WORK REQUEST 1: List the processes that the passage on integrins says integrins have been well studied for.
WORK REQUEST 2: Resume the passage on integrins right after its final sentence.

EXCERPTED TEXT:
Disrupted physical and functional associations between neurons are thought to govern the abnormal patterns of neural signaling that underlie neuropsychiatric disorders. As membrane signaling proteins that bridge extracellular interactions and intracellular signaling, integrins have been well studied for their role in cell migration, cell adhesion, and metastasis, but have been relatively underexplored for their contribution to mental illness and pharmacotherapy.

Integrins are obligate α- and β-heterodimers that display molecular heterogeneity, as well as developmental and regional regulation (Denda and Reichardt, 2007). Early in development, integrin signaling supports developmental events such as neuronal migration and synaptic differentiation. Integrins also contribute to the plasticity of mature synapses. In turn, both integrin expression and signaling are sensitive to drug and pathophysiological manipulation of synapses. For example, integrin subunit expression is differentially altered by acute and chronic cocaine administration (Wiggins et al, 2009). Such alterations are likely to be functionally important, as integrin expression can influence neuronal recovery after injury, a capacity that depends on the interaction of integrins with growth factor receptors and cytokines.

DATA EXCERPTS:
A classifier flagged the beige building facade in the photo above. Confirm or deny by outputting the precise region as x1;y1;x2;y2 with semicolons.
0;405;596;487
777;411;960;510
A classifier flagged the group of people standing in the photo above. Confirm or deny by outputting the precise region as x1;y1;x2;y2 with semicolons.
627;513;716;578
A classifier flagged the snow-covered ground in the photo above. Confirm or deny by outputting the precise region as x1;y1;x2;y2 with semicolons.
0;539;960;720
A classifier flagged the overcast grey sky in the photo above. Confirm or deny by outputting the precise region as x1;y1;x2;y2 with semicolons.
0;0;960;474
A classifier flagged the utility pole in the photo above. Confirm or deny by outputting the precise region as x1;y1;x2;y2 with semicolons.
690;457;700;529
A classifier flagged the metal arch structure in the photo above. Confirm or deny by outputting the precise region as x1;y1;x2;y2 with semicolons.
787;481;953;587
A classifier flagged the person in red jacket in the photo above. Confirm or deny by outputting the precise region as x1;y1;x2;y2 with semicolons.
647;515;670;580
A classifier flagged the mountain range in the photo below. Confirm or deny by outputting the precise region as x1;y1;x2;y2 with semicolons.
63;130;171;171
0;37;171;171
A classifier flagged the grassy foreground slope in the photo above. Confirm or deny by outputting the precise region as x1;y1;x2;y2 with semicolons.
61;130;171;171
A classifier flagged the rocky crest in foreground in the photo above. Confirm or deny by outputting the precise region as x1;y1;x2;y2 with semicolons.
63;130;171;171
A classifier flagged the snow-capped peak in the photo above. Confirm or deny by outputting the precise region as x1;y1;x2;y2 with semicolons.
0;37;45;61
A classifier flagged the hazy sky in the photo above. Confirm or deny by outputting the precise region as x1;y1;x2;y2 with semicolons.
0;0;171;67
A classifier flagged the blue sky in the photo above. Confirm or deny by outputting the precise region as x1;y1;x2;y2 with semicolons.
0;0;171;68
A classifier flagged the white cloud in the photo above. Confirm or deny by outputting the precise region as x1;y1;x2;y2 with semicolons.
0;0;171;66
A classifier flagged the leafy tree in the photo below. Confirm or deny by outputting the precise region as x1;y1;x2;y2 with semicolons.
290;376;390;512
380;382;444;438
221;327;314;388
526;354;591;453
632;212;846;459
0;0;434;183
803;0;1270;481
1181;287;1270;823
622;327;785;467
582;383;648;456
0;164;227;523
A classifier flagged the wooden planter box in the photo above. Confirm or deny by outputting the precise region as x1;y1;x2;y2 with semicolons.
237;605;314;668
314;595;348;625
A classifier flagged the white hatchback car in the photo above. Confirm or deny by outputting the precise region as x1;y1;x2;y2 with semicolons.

ANSWER 1: cell migration, cell adhesion, metastasis

ANSWER 2:
Several integrins have been associated with neuropsychiatric disorders, raising the possibility that they represent important new targets for medication development. Recently, we provided evidence that integrins containing the β3-subunit (ITGB3) influence the serotonin system through, in part, a direct interaction with the serotonin transporter (SERT, SLC6A4) (Carneiro et al, 2008, AM Carneiro and RD Blakely, unpublished results). These findings provide a physical basis for multiple studies that have reported associations of both ITGB3 and SLC6A4 (and gene × gene interactions) with autism risk. The SERT/β3 complex may provide an important framework for SERT regulation that likely relies on the clustering of integrins and integrin-associated proteins. Thus, targetting this complex may prove fruitful in rectifying altered serotonergic signaling in multiple neuropsychiatric disorders.

In addition, integrin-αVβ3 modulates glutamatergic signaling in the CNS. Activation of αVβ3 by ligand binding leads to selective activation of MAPK-linked signaling pathways (Watson et al, 2007), as well as plasma membrane trafficking of AMPA-type glutamate receptors (Cingolani et al, 2008). These changes alter synaptic scaling, leading to alterations in the long-term potentiation of neuronal signaling. Further studies will no doubt seek to extend these findings to determine their relationship to behaviors such as learning and memory.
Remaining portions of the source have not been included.